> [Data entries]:
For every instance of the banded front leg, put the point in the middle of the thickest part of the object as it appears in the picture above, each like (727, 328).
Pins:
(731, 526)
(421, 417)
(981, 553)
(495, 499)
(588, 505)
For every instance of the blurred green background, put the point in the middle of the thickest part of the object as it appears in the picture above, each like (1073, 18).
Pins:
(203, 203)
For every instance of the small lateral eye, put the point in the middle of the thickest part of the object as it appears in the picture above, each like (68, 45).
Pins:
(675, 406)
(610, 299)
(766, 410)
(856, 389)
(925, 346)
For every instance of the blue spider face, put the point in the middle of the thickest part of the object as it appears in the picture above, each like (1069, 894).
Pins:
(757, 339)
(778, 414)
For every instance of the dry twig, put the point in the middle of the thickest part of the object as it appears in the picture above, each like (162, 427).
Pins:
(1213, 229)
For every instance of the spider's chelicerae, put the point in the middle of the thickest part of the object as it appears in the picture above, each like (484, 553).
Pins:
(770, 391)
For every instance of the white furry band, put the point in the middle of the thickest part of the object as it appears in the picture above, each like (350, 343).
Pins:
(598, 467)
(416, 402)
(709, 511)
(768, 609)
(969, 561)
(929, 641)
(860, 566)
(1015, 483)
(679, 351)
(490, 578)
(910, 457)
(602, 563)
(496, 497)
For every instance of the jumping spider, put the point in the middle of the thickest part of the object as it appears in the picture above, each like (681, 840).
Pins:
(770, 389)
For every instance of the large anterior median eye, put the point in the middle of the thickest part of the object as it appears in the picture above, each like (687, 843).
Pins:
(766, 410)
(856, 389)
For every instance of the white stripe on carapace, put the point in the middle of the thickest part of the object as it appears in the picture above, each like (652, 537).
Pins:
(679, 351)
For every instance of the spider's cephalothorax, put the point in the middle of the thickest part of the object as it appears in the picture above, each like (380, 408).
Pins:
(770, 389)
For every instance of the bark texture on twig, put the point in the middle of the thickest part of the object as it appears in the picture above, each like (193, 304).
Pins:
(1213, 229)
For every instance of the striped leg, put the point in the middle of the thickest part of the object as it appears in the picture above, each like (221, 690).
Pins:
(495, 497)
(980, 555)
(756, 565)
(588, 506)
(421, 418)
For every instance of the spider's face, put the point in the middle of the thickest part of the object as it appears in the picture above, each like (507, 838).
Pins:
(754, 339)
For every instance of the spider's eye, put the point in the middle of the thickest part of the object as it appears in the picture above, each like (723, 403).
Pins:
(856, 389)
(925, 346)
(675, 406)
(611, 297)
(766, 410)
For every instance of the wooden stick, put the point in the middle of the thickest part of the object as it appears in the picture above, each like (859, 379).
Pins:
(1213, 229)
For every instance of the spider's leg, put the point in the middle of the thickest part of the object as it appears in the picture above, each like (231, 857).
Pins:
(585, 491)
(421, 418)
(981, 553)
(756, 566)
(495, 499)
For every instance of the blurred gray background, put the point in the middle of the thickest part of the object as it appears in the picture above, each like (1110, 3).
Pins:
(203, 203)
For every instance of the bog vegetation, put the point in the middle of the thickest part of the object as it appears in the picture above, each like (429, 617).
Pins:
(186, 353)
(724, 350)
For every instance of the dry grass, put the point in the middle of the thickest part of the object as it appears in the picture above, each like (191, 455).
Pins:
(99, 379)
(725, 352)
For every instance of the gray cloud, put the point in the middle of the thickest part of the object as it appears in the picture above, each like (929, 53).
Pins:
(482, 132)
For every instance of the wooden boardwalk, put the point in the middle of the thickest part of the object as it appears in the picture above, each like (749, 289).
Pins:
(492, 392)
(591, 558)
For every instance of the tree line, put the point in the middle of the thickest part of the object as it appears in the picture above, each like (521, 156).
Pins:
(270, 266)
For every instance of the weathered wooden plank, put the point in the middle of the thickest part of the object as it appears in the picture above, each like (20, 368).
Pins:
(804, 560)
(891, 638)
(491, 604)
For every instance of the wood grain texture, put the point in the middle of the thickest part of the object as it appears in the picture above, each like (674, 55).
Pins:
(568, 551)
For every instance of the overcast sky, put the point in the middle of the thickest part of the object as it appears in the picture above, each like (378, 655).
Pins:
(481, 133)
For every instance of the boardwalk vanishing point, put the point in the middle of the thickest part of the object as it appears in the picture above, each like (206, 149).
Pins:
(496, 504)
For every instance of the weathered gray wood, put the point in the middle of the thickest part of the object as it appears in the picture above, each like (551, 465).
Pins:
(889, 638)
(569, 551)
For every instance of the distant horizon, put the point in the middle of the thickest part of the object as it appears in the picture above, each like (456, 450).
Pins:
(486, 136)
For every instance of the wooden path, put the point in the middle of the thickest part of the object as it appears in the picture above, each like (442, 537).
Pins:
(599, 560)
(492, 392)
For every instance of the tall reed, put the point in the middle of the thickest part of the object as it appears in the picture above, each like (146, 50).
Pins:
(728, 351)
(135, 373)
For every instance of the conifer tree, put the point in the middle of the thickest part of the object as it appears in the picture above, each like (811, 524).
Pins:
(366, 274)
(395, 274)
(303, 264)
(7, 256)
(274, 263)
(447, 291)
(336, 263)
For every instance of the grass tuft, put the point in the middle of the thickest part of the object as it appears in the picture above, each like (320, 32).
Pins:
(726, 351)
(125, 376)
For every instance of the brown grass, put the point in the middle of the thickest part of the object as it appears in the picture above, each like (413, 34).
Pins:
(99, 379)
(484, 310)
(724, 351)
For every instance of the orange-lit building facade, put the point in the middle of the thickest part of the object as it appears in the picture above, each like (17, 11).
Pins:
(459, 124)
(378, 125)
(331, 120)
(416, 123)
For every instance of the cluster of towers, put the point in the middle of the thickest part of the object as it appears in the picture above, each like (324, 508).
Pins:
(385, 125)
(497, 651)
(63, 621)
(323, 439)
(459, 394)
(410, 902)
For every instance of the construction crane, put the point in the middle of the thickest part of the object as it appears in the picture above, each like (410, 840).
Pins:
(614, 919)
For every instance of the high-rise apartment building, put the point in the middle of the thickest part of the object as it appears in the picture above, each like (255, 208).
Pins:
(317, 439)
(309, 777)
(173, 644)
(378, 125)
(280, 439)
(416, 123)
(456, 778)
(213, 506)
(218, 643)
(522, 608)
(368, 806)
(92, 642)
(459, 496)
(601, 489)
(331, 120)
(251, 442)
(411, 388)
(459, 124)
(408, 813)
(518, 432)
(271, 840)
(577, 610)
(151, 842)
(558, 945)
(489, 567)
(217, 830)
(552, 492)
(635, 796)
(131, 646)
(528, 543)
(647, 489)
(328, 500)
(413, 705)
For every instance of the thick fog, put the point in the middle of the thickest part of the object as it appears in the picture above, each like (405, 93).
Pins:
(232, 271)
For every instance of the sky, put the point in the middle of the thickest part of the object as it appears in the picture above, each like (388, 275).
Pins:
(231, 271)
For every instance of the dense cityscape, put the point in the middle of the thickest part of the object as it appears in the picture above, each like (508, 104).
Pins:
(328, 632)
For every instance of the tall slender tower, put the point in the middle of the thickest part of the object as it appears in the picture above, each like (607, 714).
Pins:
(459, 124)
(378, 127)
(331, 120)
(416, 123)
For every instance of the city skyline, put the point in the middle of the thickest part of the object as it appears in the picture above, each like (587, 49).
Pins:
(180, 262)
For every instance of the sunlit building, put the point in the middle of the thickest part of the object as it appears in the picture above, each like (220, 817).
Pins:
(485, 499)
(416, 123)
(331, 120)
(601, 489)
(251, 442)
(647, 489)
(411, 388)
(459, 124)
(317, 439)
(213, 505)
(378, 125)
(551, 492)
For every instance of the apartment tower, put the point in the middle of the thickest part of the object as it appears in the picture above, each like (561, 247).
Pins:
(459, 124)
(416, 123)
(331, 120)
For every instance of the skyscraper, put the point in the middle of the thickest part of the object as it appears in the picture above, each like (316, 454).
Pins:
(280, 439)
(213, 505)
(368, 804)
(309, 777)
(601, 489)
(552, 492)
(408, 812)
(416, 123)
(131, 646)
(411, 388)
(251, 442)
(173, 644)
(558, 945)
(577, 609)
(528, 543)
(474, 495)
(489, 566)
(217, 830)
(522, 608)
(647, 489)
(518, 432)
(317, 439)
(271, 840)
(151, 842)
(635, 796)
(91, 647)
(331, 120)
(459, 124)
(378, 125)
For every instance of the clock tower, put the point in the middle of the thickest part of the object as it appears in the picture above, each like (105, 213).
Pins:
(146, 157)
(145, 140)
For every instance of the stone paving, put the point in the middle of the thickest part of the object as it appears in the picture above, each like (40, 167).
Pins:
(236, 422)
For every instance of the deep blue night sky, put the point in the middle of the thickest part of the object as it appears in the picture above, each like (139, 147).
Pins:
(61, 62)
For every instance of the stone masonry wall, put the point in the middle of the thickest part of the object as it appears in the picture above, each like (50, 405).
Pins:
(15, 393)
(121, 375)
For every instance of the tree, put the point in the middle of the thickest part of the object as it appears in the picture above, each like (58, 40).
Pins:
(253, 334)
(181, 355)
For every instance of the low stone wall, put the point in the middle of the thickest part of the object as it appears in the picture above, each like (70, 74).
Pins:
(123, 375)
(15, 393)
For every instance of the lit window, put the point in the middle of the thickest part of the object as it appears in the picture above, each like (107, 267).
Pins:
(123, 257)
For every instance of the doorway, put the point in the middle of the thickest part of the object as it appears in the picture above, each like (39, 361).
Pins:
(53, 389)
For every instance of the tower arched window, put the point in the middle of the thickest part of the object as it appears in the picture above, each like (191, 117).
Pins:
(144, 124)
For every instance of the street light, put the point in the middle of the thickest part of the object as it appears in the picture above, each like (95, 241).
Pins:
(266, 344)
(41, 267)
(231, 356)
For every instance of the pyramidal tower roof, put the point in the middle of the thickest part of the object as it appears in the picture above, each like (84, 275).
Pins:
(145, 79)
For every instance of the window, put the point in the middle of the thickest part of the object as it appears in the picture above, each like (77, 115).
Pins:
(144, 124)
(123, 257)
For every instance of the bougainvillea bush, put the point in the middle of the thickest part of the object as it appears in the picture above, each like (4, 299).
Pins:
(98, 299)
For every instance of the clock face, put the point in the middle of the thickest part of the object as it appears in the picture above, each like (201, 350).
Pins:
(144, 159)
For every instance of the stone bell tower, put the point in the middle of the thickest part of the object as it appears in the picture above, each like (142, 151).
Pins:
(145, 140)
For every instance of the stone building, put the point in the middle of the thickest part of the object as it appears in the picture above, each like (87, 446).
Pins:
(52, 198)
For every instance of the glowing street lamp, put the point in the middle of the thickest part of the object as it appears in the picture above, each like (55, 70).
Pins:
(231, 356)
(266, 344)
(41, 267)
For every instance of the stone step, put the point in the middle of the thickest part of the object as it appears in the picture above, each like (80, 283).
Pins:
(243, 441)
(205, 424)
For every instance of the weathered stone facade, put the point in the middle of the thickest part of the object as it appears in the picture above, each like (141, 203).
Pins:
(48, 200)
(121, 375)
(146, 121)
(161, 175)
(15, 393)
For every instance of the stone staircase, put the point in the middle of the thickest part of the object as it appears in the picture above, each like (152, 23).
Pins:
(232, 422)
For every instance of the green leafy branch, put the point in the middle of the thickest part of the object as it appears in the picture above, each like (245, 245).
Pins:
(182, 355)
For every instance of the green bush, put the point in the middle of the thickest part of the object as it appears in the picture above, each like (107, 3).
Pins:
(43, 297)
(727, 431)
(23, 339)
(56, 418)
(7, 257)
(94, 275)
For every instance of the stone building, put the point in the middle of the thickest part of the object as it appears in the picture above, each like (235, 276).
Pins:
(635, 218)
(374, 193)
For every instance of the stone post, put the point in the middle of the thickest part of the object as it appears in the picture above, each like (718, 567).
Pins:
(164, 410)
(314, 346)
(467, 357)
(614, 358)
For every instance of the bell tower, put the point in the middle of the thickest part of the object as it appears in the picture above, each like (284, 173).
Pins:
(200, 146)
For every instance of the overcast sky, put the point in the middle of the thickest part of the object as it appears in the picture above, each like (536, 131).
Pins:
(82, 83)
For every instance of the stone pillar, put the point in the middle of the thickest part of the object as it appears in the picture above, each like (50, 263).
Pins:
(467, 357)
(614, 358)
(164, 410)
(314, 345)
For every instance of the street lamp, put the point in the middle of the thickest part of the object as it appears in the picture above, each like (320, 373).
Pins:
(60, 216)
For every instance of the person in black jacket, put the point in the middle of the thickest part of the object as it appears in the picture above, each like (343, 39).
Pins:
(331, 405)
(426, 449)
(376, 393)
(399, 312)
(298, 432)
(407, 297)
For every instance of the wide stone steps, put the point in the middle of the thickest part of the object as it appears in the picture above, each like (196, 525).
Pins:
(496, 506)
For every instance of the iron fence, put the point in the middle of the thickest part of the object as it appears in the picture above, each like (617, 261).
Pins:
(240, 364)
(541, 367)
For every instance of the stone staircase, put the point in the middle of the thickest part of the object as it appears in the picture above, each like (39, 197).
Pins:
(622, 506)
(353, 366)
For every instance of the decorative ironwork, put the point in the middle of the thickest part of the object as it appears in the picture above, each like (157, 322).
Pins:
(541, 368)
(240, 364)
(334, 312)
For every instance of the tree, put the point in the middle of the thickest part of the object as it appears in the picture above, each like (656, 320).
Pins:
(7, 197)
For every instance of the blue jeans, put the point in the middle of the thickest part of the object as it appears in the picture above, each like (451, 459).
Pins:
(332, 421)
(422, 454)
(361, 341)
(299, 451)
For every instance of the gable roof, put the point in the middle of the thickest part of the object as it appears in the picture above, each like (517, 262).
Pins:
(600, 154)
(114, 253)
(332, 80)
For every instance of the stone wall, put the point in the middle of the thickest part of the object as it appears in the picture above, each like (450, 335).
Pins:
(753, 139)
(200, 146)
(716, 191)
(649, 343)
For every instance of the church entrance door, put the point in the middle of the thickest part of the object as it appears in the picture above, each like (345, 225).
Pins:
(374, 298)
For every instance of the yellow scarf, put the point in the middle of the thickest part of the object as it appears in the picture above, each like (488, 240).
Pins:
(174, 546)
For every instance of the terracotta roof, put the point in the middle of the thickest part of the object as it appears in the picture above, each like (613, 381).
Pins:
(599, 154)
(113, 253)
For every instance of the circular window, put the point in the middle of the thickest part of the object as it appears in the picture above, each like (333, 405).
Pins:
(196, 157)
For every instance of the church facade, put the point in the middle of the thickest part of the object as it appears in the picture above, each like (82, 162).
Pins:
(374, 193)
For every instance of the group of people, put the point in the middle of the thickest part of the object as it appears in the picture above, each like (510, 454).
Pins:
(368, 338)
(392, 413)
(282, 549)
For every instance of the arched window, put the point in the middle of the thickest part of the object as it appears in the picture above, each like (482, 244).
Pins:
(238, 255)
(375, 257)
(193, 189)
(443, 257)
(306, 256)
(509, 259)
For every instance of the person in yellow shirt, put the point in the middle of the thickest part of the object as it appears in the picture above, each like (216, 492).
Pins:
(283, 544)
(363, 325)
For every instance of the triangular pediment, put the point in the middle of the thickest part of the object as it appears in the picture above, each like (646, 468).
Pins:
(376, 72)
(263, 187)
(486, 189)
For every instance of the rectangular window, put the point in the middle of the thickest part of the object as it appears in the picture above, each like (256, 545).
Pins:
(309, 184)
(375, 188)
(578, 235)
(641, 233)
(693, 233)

> [PROBLEM DESCRIPTION]: Find "For every instance of the church entrance" in the data above, then repeat that line and all lines after it exactly, ending with the final line.

> [RESPONSE FOR THIS EXERCISE]:
For every instance of the church entrance door, put the point in the middle of the thickest part of the object as it appears in the picture above, each like (345, 225).
Pins:
(374, 298)
For every instance of the yellow scarf, put the point in the middle of the thickest part of the object as it appears in the picture above, each like (488, 240).
Pins:
(174, 546)
For every instance of the terracotta roof, put the point in the middle of the thickest part of the object as it appears in the picture above, each like (613, 381).
Pins:
(599, 154)
(113, 253)
For every instance of the circular window, put the point in the middle of the thickest part of the object as it appears in the picture above, each like (333, 405).
Pins:
(196, 157)
For every instance of the church facade, put the point in the middle of the thickest part of the object as it appears in the picture above, each like (82, 162).
Pins:
(374, 193)
For every instance of the group of people, put the point in the middle of the thickest part of the object as it appears in the picture above, each like (510, 454).
Pins:
(368, 338)
(392, 413)
(282, 549)
For every instance of the arched window, put the point in the middle of the thickest part of the object as it appears in the picture above, each like (482, 244).
Pins:
(238, 255)
(375, 257)
(193, 189)
(443, 257)
(306, 256)
(509, 259)
For every instance of the person in yellow shirt, put the point in the middle of the thickest part of the object as it appears in the picture above, each like (216, 492).
Pins:
(283, 544)
(363, 325)
For every instance of the triangular pediment, put the point in the middle of the thickest part of the object as it appears in the picture above, each like (646, 468).
Pins:
(376, 72)
(263, 187)
(486, 189)
For every instance of the rectangular window, put the point in the middle of the thickest part of the object as it appears in the picture above, each like (256, 545).
Pins:
(309, 184)
(375, 188)
(578, 235)
(641, 233)
(693, 233)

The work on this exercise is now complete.